*PAGE*:

********

It is actually permissible and not uncommon for any of the allowed characters to also be encoded by some software. Thus, any application that decodes a URL must decode every occurrence of a percentage sign followed by any two hexadecimal digits.

The following code encodes text for URLs:

sub url_encode {
    my $text = shift;
    $text =~ s/([^a-z0-9_.!~*'(  ) -])/sprintf "%%%02X", ord($1)/ei;
    $text =~ tr/ /+/;
    return $text;
}

Any character not in the allowed set is replaced by a percentage sign and its two-digit hexadecimal equivalent. The three percentage signs are necessary because percentage signs indicate format codes for sprintf, and literal percentage signs must be indicated by two percentage signs. Our format code thus includes a percentage sign, %%, plus the format code for two hexadecimal digits, %02X.

Code to decode URL encoded text looks like this:

sub url_decode {
    my $text = shift;
    $text =~ tr/+/ /;
    $text =~ s/%([a-f0-9][a-f0-9])/chr( hex( $1 ) )/ei;
    return $text;
}

Here we first translate any plus signs to spaces. Then we scan for a percentage sign followed by two hexadecimal digits and use Perl’s chr function to convert the hexadecimal value into a character.

Neither the encoding nor the decoding operations can be safely repeated on the same text. Text encoded twice differs from text encoded once because the percentage signs introduced in the first step would themselves be encoded in the second. Likewise, you cannot encode or decode entire URLs. If you were to decode a URL, you could no longer reliably parse it, for you may have introduced characters that would be misinterpreted such as / or ?. You should always parse a URL to get the components you want before decoding them; likewise, encode components before building them into a full URL.

********

Object pointing dataset records:
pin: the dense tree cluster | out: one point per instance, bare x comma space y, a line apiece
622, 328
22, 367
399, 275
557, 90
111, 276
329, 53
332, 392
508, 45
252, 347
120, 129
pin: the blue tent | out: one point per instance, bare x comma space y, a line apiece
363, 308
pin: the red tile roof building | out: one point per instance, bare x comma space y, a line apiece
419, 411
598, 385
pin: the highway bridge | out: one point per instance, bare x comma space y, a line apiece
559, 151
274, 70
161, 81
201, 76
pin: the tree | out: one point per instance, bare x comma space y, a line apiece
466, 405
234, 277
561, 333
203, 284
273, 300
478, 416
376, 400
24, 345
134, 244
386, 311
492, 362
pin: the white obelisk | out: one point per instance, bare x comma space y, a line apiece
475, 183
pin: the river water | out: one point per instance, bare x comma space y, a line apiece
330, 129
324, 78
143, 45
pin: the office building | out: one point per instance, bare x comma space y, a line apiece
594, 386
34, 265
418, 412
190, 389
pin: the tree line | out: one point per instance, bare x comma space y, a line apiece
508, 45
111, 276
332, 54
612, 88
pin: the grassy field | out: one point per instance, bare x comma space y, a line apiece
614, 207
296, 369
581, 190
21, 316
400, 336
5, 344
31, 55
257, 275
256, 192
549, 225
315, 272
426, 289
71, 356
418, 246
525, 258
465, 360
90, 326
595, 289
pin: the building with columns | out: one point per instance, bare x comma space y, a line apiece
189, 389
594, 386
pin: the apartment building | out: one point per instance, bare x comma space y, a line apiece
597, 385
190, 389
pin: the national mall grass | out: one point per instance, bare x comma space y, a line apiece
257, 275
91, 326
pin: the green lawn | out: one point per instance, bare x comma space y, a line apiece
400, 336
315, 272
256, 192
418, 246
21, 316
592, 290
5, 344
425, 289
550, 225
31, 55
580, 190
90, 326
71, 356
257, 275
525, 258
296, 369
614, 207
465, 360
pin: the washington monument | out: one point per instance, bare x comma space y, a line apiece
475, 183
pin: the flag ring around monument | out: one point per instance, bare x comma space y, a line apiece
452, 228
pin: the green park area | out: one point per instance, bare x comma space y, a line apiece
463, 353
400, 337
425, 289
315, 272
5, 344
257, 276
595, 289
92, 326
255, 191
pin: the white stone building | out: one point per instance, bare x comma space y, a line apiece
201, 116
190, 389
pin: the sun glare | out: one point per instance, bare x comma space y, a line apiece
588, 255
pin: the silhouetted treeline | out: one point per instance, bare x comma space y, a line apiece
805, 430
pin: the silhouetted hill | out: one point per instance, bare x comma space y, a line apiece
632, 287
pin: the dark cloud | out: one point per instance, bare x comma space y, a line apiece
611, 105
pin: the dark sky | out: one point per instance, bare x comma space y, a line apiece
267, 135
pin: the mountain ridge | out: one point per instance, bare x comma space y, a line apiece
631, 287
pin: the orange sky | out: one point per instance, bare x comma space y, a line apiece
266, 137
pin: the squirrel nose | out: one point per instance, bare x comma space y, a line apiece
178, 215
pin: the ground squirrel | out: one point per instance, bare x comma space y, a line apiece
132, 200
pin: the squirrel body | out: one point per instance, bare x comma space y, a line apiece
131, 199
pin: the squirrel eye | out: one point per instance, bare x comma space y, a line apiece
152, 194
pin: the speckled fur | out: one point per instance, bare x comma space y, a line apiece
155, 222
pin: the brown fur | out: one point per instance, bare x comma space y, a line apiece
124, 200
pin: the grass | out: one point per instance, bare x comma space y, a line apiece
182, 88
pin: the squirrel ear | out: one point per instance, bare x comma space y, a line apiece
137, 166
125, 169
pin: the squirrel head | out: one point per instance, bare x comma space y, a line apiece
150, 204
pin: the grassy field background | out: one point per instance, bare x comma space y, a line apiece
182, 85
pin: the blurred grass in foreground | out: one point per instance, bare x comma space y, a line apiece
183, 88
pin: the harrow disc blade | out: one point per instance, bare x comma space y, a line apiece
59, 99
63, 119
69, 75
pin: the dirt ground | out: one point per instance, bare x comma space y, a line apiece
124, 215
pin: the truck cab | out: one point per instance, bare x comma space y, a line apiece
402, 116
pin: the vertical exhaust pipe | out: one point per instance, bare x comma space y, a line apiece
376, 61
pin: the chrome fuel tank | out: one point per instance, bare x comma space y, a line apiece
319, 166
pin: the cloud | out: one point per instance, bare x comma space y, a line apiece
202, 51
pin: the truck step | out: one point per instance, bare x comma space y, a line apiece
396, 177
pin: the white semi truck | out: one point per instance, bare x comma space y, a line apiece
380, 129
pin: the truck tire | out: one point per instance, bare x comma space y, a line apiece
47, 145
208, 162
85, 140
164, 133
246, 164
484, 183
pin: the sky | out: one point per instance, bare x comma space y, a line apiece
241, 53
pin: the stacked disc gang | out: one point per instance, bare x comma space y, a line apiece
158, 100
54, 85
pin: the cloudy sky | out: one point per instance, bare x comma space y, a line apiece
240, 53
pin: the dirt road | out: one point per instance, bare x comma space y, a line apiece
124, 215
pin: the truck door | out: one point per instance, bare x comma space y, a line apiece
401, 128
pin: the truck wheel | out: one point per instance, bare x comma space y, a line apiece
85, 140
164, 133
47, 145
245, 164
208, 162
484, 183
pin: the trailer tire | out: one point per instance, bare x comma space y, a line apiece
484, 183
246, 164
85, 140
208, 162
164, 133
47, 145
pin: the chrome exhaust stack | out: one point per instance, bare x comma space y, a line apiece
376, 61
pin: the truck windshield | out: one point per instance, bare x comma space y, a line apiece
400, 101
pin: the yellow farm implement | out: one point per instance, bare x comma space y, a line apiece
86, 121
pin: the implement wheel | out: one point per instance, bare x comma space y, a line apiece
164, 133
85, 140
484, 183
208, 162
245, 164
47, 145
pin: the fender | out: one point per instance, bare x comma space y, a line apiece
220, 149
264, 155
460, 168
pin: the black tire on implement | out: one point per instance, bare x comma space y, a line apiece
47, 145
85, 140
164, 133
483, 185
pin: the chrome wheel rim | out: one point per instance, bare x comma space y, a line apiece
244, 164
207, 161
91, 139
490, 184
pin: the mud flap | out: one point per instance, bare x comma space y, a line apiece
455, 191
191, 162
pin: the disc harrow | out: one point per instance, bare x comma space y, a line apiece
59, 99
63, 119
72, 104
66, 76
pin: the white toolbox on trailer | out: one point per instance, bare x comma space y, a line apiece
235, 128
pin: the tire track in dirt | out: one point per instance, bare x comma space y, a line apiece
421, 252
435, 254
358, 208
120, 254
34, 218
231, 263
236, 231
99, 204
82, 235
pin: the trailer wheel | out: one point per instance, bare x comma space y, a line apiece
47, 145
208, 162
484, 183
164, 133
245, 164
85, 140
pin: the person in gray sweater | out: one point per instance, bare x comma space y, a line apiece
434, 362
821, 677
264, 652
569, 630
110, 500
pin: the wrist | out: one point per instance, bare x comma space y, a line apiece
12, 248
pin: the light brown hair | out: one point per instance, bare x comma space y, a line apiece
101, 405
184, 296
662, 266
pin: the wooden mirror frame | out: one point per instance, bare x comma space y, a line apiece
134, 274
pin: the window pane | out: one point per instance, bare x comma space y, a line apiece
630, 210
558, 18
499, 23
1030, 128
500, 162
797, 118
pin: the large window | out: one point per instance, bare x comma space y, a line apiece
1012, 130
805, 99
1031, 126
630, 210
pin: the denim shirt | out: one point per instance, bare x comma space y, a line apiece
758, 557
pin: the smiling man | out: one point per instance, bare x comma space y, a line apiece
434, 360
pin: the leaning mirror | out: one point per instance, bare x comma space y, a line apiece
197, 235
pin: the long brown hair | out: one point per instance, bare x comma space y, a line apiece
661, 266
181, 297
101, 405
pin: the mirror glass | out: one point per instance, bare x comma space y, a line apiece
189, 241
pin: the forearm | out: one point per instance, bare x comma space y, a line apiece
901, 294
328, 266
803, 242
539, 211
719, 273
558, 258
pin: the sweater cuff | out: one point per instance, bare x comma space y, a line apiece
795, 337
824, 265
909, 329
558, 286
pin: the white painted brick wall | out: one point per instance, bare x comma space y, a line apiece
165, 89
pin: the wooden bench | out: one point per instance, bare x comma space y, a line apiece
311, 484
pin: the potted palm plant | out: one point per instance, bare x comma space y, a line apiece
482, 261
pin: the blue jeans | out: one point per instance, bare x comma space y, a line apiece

********

*WRITTEN EXERCISE 1*: Output the passage on URL encoding between "Neither the encoding" and "a full URL.", inclusive.
*WRITTEN EXERCISE 2*: In the passage on URL encoding, which Perl function turns the hexadecimal value into a character during decoding?
You won't need the records for this.

*FINISHED ANSWER 1*:
Neither the encoding nor the decoding operations can be safely repeated on the same text. Text encoded twice differs from text encoded once because the percentage signs introduced in the first step would themselves be encoded in the second. Likewise, you cannot encode or decode entire URLs. If you were to decode a URL, you could no longer reliably parse it, for you may have introduced characters that would be misinterpreted such as / or ?. You should always parse a URL to get the components you want before decoding them; likewise, encode components before building them into a full URL.

*FINISHED ANSWER 2*: The chr function.